- **Objective 1**
Copy out each line of the listing below that contains the word "building".

- **Source extract**
Last revised by LocalRoot - 22 Jun 2026, 16:25

Phishing is a form of social engineering in which criminals use emails, text messages, phone calls, social media messages, adverts or websites to trick people into revealing information, opening malicious files, sending money, or visiting fraudulent websites.

The National Cyber Security Centre describes phishing as scam emails, text messages or phone calls used to trick victims. The aim is often to send the victim to a website that steals bank details or other personal information, or downloads malicious software.

Common Channels

Phishing can arrive through:

  • email;
  • text message;
  • phone call;
  • messaging apps;
  • social media;
  • fake adverts;
  • QR codes;
  • fake login pages;
  • compromised websites.

Text-message phishing is often called smishing. Voice-call phishing is often called vishing.

Impersonation

Phishing usually depends on impersonation. Criminals may pretend to be a bank, courier, government department, police force, employer, cloud service, streaming provider, parcel company, dating platform or cryptocurrency exchange.

The message often creates urgency. It may claim that an account will be closed, a parcel is waiting, a payment has failed, tax is due, a refund is available, or suspicious activity has been detected.

A phishing link may lead to a fake login page, payment page, malware download or form asking for personal details. Attachments may contain malicious documents, scripts or links to further pages.

The visible link text may not match the real destination. Criminals also use lookalike domain names, shortened links, compromised legitimate sites and spoofed sender names.

Reporting in the UK

Suspicious emails can be forwarded to the National Cyber Security Centre's Suspicious Email Reporting Service at report@phishing.gov.uk. Suspicious text messages can usually be forwarded to 7726, the free spam-reporting service used by mobile providers.

If money has been lost, account access has been stolen, or a person has been hacked, GOV.UK directs people in England and Wales to Report Fraud. In Scotland, reports should be made to Police Scotland.

- **Provided records**
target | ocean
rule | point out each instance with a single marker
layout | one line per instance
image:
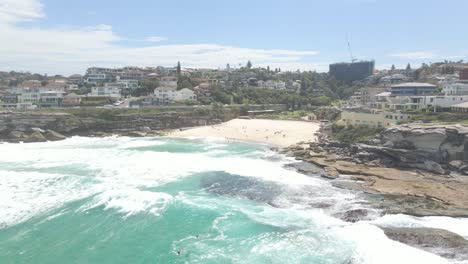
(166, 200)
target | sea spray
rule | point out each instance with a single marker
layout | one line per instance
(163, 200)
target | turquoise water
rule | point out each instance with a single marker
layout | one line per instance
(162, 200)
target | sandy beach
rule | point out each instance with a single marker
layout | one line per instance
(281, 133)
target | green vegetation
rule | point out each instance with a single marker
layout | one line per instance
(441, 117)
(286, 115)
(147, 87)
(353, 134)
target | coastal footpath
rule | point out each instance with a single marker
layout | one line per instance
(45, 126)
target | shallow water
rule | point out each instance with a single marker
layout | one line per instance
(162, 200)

==

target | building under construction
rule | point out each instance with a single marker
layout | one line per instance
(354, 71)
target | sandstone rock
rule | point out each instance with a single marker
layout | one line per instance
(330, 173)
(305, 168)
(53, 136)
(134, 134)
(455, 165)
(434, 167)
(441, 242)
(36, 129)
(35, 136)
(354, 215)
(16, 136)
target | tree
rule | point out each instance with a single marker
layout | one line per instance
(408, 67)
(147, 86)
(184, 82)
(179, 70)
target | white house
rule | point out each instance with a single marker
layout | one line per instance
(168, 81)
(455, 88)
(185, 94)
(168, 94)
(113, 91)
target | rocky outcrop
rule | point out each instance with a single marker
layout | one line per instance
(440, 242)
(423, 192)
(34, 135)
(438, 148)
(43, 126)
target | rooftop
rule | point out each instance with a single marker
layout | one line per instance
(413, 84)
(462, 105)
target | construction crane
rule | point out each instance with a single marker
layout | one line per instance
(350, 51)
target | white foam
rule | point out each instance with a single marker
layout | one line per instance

* * *

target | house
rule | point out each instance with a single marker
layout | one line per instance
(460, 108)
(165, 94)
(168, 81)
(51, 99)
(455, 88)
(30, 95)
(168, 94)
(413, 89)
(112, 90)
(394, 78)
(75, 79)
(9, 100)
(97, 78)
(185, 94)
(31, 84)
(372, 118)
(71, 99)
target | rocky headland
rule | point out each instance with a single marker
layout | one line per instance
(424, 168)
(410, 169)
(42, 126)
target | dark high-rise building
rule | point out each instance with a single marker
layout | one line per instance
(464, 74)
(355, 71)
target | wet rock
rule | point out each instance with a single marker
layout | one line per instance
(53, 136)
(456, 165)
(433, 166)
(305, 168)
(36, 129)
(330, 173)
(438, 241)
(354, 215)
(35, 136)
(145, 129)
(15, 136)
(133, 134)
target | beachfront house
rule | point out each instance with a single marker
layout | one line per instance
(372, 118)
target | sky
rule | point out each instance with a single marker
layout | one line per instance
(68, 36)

- **Objective 2**
In the phishing text above, what number can suspicious text messages usually be forwarded to?

- **Result 1**
target | building under construction
target | dark high-rise building

- **Result 2**
7726, the free spam-reporting service used by mobile providers.